Nela despenco: pedra mórula ferida.
É crua e dura a vida. Como um naco de víbora.
Como-a no livor da língua
Tinta, lavo-te os antebraços, Vida, lavo-me
No estreito-pouco
Do meu corpo, lavo as vigas dos ossos, minha vida
Tua unha plúmbea, meu casaco rosso.
E perambulamos de coturno pela rua
Rubras, góticas, altas de corpo e copos.
A vida é crua. Faminta como o bico dos corvos.
E pode ser tão generosa e mítica: arroio, lágrima
Olho d'água, bebida. A vida é líquida
."
(Hilda Hilst: Alcoólicas)

Sim Hilda, a vida é líquida. Mas não um líquido qualquer. É um coquetel. Às vezes doce, às vezes brüt, como um champanhe. Mas, geralmente, amargamara como bile. Que tem de ser sorvida até a última gota, como o fel com que deram de beber ao Homem da cruz. Embebido numa esponja. Desnecessários copos. Seu corpo exalava o último suspiro.

Há gente que morre de fome. Há pessoas que morrem de sede. Mas a tragédia não pára por aí. Porque há as que sucumbem no afã de saciar uma sede diferente. Que nunca se acaba. Não é como a sede de alguém perdido no deserto. Pois esta pode ser mitigada quando o de beber é encontrado. É uma secura tão terrível, que quanto mais se bebe, mais aumenta.

Não importa o copo. Tampouco importa o líquido. Há os que buscam, desesperadamente, os que são produzidos nas pradarias da Escócia. E os bebem, de joelhos, em grossos copos de cristal facetado. Enquanto os seus corpos tremem de prazer. Ou de delirium. Há os que se contentam com o trivial simples. E há também aqueles que sorvem o que tiver. Onde estiverem. Em copos de plástico ou de papel. Ou até mesmo sem copo algum. Contanto que seus corpos se encharquem e se contentem com a ilusão de uma efêmera saciedade. Copos e corpos não têm importância alguma para quem sente essa sede.

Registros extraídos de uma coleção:
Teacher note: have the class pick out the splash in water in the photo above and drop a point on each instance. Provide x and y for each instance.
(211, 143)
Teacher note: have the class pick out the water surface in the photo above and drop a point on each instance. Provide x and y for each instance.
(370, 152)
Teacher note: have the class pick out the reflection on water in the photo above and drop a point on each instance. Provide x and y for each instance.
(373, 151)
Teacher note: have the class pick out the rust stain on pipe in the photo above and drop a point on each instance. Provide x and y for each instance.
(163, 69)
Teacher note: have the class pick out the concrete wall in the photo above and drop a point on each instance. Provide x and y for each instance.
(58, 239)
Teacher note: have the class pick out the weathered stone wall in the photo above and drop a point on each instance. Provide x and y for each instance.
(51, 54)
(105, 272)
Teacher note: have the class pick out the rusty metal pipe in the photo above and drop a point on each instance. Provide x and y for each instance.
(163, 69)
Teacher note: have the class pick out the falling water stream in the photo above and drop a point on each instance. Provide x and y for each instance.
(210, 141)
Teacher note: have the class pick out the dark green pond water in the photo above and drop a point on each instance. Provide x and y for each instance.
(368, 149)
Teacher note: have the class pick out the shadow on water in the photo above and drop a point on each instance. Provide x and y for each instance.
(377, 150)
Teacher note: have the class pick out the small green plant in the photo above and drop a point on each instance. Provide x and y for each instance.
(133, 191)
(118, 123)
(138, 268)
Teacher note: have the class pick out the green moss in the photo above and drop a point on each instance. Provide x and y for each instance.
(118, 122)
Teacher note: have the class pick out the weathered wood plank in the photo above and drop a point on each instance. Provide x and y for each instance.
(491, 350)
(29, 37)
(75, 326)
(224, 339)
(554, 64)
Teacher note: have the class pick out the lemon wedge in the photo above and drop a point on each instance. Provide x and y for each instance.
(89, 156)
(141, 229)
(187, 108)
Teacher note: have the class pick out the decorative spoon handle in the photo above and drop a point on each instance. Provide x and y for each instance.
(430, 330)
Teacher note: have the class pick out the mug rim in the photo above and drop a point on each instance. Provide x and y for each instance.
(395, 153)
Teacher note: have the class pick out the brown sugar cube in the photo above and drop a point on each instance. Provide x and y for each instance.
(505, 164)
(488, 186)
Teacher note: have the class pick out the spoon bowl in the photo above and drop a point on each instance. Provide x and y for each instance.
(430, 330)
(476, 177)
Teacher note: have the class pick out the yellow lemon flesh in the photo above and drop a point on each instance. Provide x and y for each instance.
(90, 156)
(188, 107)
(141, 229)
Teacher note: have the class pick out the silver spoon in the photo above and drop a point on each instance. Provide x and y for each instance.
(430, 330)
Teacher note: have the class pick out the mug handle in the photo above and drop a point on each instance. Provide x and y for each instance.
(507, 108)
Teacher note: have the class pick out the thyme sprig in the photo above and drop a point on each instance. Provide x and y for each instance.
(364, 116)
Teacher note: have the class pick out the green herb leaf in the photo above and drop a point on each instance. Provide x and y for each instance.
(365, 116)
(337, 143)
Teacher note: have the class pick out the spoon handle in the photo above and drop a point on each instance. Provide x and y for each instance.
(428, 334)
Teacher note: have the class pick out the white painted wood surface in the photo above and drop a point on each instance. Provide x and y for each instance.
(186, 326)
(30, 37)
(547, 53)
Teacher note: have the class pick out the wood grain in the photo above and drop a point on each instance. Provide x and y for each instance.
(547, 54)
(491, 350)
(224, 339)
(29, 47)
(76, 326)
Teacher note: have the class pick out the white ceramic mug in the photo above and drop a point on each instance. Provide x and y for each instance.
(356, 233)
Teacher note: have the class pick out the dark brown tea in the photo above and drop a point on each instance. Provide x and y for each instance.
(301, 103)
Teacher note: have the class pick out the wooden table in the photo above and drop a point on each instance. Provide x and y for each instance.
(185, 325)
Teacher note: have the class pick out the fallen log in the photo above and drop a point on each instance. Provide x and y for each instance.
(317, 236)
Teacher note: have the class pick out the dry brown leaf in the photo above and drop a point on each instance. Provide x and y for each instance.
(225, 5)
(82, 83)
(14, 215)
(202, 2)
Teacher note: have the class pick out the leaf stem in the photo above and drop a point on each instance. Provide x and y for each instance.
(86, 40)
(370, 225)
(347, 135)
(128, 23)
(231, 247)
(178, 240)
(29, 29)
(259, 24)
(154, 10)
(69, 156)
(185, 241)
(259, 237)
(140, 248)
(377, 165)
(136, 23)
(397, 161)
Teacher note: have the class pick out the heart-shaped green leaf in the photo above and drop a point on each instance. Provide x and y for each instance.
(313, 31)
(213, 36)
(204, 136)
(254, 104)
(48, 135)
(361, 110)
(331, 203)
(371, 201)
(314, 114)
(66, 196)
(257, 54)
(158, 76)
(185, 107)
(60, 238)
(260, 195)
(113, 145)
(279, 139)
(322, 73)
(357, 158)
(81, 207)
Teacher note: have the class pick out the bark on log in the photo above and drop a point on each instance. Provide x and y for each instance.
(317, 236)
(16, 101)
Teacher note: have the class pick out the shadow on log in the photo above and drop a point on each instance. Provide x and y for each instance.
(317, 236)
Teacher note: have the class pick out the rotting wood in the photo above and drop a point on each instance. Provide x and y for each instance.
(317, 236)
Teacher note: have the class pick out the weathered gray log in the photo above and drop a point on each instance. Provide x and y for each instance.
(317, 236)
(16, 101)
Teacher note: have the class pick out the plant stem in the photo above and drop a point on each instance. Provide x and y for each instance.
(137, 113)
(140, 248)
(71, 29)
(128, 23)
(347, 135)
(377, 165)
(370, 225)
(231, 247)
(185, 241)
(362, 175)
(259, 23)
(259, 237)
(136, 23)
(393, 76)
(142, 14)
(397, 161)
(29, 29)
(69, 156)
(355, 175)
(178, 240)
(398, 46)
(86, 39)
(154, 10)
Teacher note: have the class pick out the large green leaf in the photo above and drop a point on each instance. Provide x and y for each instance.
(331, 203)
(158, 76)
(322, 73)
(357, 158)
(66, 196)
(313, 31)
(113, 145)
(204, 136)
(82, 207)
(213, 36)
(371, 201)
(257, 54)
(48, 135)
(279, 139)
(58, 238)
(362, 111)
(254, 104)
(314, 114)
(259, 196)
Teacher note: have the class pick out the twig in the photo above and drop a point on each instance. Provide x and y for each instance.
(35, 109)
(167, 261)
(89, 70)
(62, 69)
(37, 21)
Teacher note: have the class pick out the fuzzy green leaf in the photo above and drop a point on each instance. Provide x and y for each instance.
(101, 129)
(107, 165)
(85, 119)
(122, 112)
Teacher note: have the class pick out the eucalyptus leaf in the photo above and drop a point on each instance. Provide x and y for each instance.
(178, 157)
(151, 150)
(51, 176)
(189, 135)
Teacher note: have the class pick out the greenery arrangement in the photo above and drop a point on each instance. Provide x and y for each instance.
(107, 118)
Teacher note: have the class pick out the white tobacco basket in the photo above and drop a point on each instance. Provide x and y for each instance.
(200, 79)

*Objetivo da tarefa*.
Edite um trecho do texto sobre a vida e a sede: reescreva-o de "A vida é crua." até "o último suspiro.", inclusive, substituindo "coquetel" por "drinque".

*Resposta completa*.
A vida é crua. Faminta como o bico dos corvos.
E pode ser tão generosa e mítica: arroio, lágrima
Olho d'água, bebida. A vida é líquida
."
(Hilda Hilst: Alcoólicas)

Sim Hilda, a vida é líquida. Mas não um líquido qualquer. É um drinque. Às vezes doce, às vezes brüt, como um champanhe. Mas, geralmente, amargamara como bile. Que tem de ser sorvida até a última gota, como o fel com que deram de beber ao Homem da cruz. Embebido numa esponja. Desnecessários copos. Seu corpo exalava o último suspiro.